** Source text **
════════

Professor Teresa Carlomagno in the Henry Wellcome Building for Nuclear Magnetic Resonance
Professor Teresa Carlomagno, Henry Wellcome Building for Nuclear Magnetic Resonance

In a study published in Science Advances, the Integrative Structural Biology team has succeeded in pinpointing a communication mechanism between proteins making up complex enzymatic machinery that produce organic molecules, called natural products, with a wide range of disease-fighting properties.

The research is an important step in the quest for new approaches to combat antimicrobial resistance which will require new biologically active molecules – the natural products – with antibacterial, antiviral or anticancer properties.

Scientists continually search for new natural products, synthesised in microorganisms by enzymes, and test them for suitable properties.

But scientists are also taking a different approach, attempting to understand the enzymatic machinery themselves. These enzymes are known to be modular in nature, with each module fitting together in a certain way.

By understanding better how these modules fit together to create each specific natural product, scientists would be able to design or modify enzymes, which in turn would enable them to engineer new natural products, or even to fine tune the existing ones that are already known to have useful properties.

Team lead Professor Teresa Carlomagno, Academic Lead of the Henry Wellcome Building for Nuclear Magnetic Resonance the University of Birmingham, said: “These enzymes are capable of producing huge varieties of bioactive substances that could be useful in drug discovery, however we don’t fully understand the principles governing how they work, or how they are assembled. Our research provides a valuable step towards understanding, and potentially exploiting these principles, which could help us design useful new enzymes.”

════════

** Actions to take **
a - List the properties that the enzyme article says new biologically active molecules will need in order to combat antimicrobial resistance.
b - Copy out the stretch of the enzyme article from "In a study published" through "or anticancer properties.".

════════

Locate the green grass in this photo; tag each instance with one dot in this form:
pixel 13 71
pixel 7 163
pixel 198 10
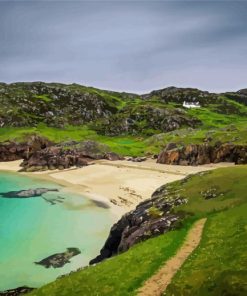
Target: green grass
pixel 120 275
pixel 216 267
pixel 124 145
pixel 219 265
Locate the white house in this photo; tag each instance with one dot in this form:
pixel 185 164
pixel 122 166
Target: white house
pixel 191 104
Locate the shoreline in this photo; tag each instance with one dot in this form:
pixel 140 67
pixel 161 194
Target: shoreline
pixel 120 185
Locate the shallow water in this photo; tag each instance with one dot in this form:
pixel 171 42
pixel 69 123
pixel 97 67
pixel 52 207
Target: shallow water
pixel 32 229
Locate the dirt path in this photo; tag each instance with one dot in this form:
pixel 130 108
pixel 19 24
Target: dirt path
pixel 156 285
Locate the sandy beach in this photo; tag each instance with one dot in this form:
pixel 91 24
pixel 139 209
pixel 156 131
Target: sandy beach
pixel 120 184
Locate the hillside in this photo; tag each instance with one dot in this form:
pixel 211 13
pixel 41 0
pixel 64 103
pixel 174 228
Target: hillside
pixel 130 124
pixel 217 266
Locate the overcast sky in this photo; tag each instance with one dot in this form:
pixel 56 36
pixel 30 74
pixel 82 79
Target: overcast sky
pixel 132 46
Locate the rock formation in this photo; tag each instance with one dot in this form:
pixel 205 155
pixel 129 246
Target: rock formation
pixel 198 154
pixel 66 155
pixel 150 218
pixel 14 150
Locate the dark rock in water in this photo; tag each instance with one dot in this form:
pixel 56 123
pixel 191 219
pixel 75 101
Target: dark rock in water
pixel 150 218
pixel 198 154
pixel 26 193
pixel 100 204
pixel 136 159
pixel 59 259
pixel 17 291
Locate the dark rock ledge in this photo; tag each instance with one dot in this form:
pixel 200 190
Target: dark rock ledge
pixel 198 154
pixel 151 217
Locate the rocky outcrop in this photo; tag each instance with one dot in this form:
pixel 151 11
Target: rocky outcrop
pixel 198 154
pixel 150 218
pixel 60 259
pixel 66 155
pixel 17 291
pixel 13 150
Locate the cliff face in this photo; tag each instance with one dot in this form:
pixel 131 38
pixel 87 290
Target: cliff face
pixel 150 218
pixel 203 154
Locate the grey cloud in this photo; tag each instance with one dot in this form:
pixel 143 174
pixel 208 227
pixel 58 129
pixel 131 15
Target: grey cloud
pixel 132 46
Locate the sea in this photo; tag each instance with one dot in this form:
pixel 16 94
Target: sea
pixel 32 229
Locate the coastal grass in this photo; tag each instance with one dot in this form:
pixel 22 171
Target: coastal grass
pixel 226 129
pixel 218 266
pixel 229 185
pixel 123 274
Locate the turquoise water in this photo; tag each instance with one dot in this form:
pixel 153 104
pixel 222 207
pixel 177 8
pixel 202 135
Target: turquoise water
pixel 32 229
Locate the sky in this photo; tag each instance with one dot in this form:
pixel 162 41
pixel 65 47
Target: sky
pixel 134 46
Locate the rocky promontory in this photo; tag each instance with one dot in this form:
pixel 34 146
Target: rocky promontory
pixel 151 217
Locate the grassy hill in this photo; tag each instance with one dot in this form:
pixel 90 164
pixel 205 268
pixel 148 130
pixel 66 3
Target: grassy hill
pixel 130 124
pixel 216 267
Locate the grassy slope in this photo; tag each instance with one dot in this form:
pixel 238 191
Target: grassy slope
pixel 121 275
pixel 219 127
pixel 211 264
pixel 218 266
pixel 224 121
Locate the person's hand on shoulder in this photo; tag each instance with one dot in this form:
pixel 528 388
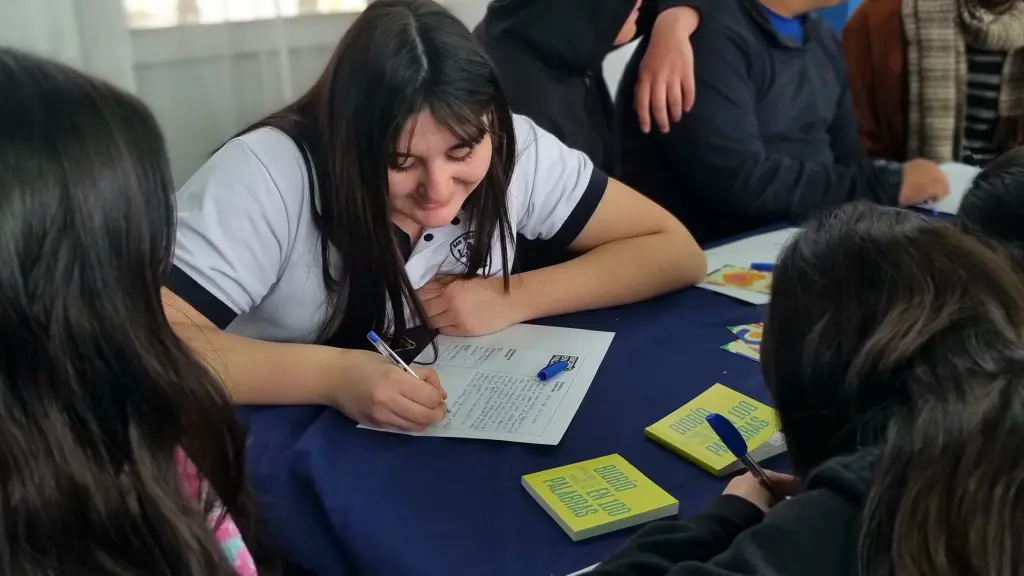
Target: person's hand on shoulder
pixel 923 181
pixel 748 488
pixel 665 86
pixel 472 306
pixel 384 396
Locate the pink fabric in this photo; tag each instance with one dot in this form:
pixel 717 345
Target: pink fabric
pixel 225 531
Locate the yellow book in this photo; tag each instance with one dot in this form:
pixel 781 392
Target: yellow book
pixel 598 496
pixel 686 433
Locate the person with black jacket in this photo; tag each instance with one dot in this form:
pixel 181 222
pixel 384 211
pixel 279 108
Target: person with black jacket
pixel 772 135
pixel 893 351
pixel 549 56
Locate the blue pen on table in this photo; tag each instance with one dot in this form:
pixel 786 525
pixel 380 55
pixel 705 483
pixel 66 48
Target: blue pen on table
pixel 552 370
pixel 732 440
pixel 389 354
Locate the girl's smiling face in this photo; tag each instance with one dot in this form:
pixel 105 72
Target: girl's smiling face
pixel 432 173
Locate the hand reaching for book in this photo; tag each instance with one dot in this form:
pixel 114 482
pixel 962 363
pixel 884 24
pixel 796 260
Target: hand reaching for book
pixel 748 488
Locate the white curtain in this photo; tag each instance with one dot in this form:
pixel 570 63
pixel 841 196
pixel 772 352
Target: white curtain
pixel 90 35
pixel 204 79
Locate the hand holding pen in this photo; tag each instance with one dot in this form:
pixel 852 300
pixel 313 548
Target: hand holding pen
pixel 383 392
pixel 760 487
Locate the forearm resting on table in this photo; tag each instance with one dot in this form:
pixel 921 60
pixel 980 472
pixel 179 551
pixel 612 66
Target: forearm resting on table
pixel 256 371
pixel 617 273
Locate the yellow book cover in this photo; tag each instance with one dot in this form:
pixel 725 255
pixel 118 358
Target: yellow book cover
pixel 598 496
pixel 686 433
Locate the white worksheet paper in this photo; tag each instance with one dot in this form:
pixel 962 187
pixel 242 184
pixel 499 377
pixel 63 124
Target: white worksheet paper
pixel 760 248
pixel 961 178
pixel 493 388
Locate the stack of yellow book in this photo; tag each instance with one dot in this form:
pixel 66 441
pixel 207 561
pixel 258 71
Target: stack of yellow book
pixel 599 496
pixel 686 433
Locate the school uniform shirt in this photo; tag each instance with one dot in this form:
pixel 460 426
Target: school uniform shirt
pixel 772 136
pixel 815 533
pixel 247 252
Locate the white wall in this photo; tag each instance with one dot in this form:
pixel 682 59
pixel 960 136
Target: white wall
pixel 205 83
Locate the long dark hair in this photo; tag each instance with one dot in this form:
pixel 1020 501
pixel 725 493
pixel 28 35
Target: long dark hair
pixel 398 58
pixel 993 208
pixel 98 398
pixel 894 332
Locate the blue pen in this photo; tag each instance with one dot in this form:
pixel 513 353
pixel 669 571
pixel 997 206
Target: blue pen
pixel 552 370
pixel 732 440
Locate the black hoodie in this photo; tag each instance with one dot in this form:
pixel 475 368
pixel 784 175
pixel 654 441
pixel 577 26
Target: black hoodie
pixel 813 534
pixel 549 55
pixel 772 135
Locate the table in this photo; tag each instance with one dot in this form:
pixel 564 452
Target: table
pixel 339 500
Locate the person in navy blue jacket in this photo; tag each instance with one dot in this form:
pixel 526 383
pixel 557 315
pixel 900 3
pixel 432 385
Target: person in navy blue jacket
pixel 772 135
pixel 549 56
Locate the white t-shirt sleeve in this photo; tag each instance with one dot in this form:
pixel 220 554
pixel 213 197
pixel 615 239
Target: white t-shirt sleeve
pixel 555 190
pixel 235 228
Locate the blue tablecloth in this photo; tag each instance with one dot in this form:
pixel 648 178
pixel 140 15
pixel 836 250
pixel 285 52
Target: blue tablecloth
pixel 340 500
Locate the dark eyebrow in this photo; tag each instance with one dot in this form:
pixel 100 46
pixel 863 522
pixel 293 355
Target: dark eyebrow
pixel 468 142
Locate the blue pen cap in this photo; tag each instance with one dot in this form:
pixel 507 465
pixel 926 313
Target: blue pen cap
pixel 728 434
pixel 552 370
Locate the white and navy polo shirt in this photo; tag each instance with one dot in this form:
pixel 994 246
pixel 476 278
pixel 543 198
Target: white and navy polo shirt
pixel 247 253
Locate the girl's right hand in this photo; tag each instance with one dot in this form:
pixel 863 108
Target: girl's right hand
pixel 748 488
pixel 381 395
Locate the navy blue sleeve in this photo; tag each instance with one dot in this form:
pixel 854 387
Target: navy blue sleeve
pixel 662 545
pixel 718 145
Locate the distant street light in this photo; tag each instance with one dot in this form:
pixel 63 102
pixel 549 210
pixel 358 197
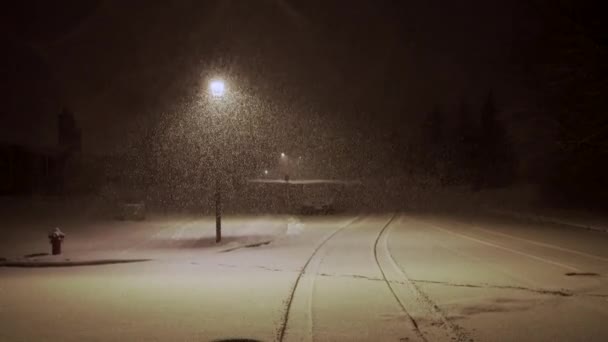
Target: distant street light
pixel 217 88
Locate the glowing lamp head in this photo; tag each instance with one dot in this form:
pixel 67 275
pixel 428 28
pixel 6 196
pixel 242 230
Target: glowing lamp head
pixel 217 88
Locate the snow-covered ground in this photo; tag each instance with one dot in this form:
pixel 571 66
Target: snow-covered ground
pixel 402 277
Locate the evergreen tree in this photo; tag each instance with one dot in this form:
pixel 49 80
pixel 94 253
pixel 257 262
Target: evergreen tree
pixel 495 164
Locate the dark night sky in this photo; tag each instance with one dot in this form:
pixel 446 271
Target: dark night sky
pixel 338 64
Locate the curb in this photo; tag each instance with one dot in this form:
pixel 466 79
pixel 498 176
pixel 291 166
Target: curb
pixel 41 264
pixel 547 219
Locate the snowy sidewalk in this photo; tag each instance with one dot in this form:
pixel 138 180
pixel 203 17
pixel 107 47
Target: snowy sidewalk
pixel 110 242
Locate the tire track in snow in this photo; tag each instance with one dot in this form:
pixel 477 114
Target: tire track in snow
pixel 445 330
pixel 285 319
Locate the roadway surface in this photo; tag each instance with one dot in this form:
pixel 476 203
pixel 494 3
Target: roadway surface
pixel 390 277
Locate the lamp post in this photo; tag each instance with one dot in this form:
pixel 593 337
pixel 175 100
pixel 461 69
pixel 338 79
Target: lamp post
pixel 218 89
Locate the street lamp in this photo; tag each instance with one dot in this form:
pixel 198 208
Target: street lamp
pixel 218 89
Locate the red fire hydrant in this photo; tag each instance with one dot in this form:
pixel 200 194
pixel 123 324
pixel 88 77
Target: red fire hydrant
pixel 56 238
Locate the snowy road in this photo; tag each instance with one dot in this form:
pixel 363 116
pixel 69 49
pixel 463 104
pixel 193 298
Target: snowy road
pixel 401 277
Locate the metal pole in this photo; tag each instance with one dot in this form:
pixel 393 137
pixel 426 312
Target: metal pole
pixel 218 212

════════

** List of solutions **
a -
- antibacterial
- antiviral
- anticancer

b -
In a study published in Science Advances, the Integrative Structural Biology team has succeeded in pinpointing a communication mechanism between proteins making up complex enzymatic machinery that produce organic molecules, called natural products, with a wide range of disease-fighting properties.

The research is an important step in the quest for new approaches to combat antimicrobial resistance which will require new biologically active molecules – the natural products – with antibacterial, antiviral or anticancer properties.